Could you write out every one of the lines below word for word, with nothing changed?
------ INPUT ROWS
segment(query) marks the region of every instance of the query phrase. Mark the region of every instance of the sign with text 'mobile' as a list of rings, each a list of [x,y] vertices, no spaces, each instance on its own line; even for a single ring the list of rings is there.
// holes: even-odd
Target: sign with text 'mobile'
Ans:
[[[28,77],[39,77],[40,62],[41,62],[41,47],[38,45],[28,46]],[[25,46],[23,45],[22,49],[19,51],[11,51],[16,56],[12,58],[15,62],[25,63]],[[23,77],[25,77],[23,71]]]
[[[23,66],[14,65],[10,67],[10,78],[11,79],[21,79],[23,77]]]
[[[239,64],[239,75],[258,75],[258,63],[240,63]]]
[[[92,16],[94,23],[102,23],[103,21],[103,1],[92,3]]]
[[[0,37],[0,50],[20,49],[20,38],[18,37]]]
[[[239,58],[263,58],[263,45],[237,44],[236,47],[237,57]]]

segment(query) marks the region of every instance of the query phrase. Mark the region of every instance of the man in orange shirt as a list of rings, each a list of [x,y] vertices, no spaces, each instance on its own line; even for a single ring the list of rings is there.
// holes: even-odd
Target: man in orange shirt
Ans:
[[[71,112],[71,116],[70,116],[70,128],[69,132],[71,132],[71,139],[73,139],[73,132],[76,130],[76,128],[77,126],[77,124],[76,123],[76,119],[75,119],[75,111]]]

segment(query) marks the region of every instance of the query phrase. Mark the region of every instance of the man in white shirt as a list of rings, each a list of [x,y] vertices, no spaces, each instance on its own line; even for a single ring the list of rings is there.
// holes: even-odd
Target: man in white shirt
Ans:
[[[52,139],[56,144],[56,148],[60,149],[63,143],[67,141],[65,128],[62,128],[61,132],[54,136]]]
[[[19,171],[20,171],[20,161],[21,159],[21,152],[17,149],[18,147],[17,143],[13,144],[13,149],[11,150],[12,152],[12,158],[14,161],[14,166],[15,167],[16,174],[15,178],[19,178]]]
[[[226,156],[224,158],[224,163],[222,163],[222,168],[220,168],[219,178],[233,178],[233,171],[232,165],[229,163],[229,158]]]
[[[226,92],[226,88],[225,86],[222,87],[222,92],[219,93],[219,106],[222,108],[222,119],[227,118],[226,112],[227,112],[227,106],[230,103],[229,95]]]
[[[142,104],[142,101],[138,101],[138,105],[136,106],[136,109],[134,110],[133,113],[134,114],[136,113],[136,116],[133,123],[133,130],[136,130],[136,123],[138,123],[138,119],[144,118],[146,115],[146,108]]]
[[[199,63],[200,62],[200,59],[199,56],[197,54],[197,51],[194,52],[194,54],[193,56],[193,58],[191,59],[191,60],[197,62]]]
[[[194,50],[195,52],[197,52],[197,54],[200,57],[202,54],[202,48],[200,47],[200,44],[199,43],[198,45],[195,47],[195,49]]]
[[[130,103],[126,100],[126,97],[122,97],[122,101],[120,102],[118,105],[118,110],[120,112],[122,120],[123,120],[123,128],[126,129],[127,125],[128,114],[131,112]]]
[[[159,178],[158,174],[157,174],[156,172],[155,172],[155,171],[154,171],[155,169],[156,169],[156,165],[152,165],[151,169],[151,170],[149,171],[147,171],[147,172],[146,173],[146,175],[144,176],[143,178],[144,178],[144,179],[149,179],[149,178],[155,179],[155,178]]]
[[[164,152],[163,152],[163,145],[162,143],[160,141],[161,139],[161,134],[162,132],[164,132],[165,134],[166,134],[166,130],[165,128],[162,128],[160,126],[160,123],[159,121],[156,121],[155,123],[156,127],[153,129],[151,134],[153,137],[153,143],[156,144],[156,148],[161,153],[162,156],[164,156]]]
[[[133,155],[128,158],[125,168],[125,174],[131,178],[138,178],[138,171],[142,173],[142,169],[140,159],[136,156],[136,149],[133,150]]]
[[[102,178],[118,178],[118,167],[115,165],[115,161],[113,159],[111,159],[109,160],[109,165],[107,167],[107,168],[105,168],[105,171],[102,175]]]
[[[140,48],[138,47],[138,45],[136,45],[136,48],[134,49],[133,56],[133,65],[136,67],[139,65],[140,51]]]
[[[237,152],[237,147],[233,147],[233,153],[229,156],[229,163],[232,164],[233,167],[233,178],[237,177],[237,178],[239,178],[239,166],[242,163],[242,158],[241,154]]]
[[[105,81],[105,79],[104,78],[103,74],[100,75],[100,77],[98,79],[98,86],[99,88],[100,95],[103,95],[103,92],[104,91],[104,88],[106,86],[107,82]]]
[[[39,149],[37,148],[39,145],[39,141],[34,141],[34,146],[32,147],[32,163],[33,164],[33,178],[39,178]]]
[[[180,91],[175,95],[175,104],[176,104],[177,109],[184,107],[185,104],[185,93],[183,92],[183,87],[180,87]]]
------------
§ THE ANSWER:
segment(query) marks the region of every instance of the query phrase. Mark the region of every instance of the sign with text 'mobile' as a list of rings, each a list of [x,y] vertices, no spaces, each instance on its own line; even for a single ring the list of rings is there.
// holes: even-odd
Target: sign with text 'mobile'
Ans:
[[[28,77],[39,77],[40,62],[41,62],[41,47],[38,45],[28,46]],[[25,46],[23,45],[22,49],[19,51],[11,51],[16,56],[12,58],[15,62],[25,63]],[[23,77],[25,77],[23,71]]]
[[[23,66],[14,65],[10,67],[10,78],[11,79],[21,79],[23,77]]]
[[[239,64],[239,75],[258,75],[258,63],[240,63]]]
[[[92,16],[94,23],[102,23],[103,21],[103,1],[92,3]]]
[[[0,37],[0,50],[20,49],[20,38],[18,37]]]
[[[239,58],[263,58],[263,45],[237,44],[236,47],[237,57]]]

segment(query) marks the region of every instance of the query phrase. Mark the region of every instance of the man in orange shirt as a list of rings, each a list of [x,y] vertices, no spaces, each instance on its own line; even for a single ring the list of rings is there.
// holes: even-odd
Target: man in orange shirt
Ans:
[[[71,112],[71,116],[70,116],[70,128],[69,132],[71,132],[71,139],[73,139],[73,132],[76,130],[76,128],[77,126],[77,124],[76,123],[76,119],[75,119],[75,111]]]

segment(query) marks the region of every instance of the query phrase. Mark the region of every instance of the man in white shirt as a list of rings, each a list of [x,y] vertices, no spaces, each instance on its own line; even for a single ring the list of rings is there.
// holes: even-odd
Target: man in white shirt
Ans:
[[[52,139],[56,144],[56,148],[60,149],[63,143],[67,141],[65,128],[62,128],[61,132],[54,136]]]
[[[19,171],[20,171],[20,161],[21,159],[21,152],[17,149],[18,147],[17,143],[13,144],[13,149],[11,150],[12,152],[12,158],[14,161],[14,166],[15,167],[16,174],[15,178],[19,178]]]
[[[226,156],[224,158],[224,163],[222,163],[222,168],[220,168],[219,178],[233,178],[233,171],[232,165],[229,163],[229,158]]]
[[[226,92],[226,88],[225,86],[222,87],[222,92],[219,93],[219,106],[222,108],[222,119],[227,118],[226,112],[227,112],[227,106],[230,103],[229,95]]]
[[[142,104],[142,101],[138,101],[138,105],[136,106],[136,109],[134,110],[133,113],[134,114],[136,113],[136,116],[133,123],[133,130],[136,130],[136,123],[138,123],[138,119],[144,118],[146,115],[146,108]]]
[[[199,63],[200,62],[200,59],[199,56],[197,54],[197,51],[194,52],[194,54],[193,56],[193,58],[191,59],[191,60],[197,62]]]
[[[194,50],[195,52],[197,52],[197,54],[200,57],[202,54],[202,48],[200,47],[200,44],[199,43],[198,45],[195,47],[195,49]]]
[[[130,103],[126,100],[126,97],[122,97],[122,101],[120,102],[118,105],[118,110],[120,112],[122,120],[123,120],[123,128],[126,129],[127,125],[128,114],[131,112]]]
[[[159,178],[158,174],[157,174],[156,172],[155,172],[155,171],[154,171],[155,169],[156,169],[156,165],[152,165],[151,169],[151,170],[149,171],[147,171],[147,172],[146,173],[146,175],[144,176],[143,178],[144,178],[144,179],[149,179],[149,178],[155,179],[155,178]]]
[[[164,152],[163,152],[163,145],[162,143],[160,141],[161,139],[161,134],[162,132],[164,132],[165,134],[166,134],[166,130],[165,128],[162,128],[160,126],[160,123],[159,121],[156,121],[155,123],[156,127],[153,129],[151,134],[153,137],[153,143],[156,144],[156,148],[161,153],[162,156],[164,156]]]
[[[133,155],[128,158],[125,168],[125,174],[131,178],[138,178],[138,171],[142,173],[142,169],[140,159],[136,156],[136,149],[133,150]]]
[[[102,178],[118,178],[118,167],[115,165],[115,161],[113,159],[111,159],[109,160],[109,165],[107,167],[107,168],[105,168],[105,171],[102,175]]]
[[[140,48],[138,47],[138,45],[136,45],[136,48],[134,49],[133,56],[133,65],[136,67],[139,65],[140,51]]]
[[[237,152],[237,147],[233,147],[233,153],[229,156],[229,163],[232,164],[233,167],[233,178],[237,177],[237,178],[239,178],[239,166],[242,163],[242,158],[241,154]]]
[[[105,81],[105,79],[104,78],[103,74],[100,75],[100,77],[98,79],[98,86],[99,88],[100,95],[103,95],[103,92],[104,91],[104,88],[106,86],[107,82]]]
[[[39,149],[37,148],[39,145],[39,141],[34,141],[34,146],[32,147],[32,163],[33,164],[33,178],[39,178]]]
[[[180,91],[175,95],[175,104],[176,104],[177,109],[184,107],[185,104],[185,93],[183,92],[183,87],[180,87]]]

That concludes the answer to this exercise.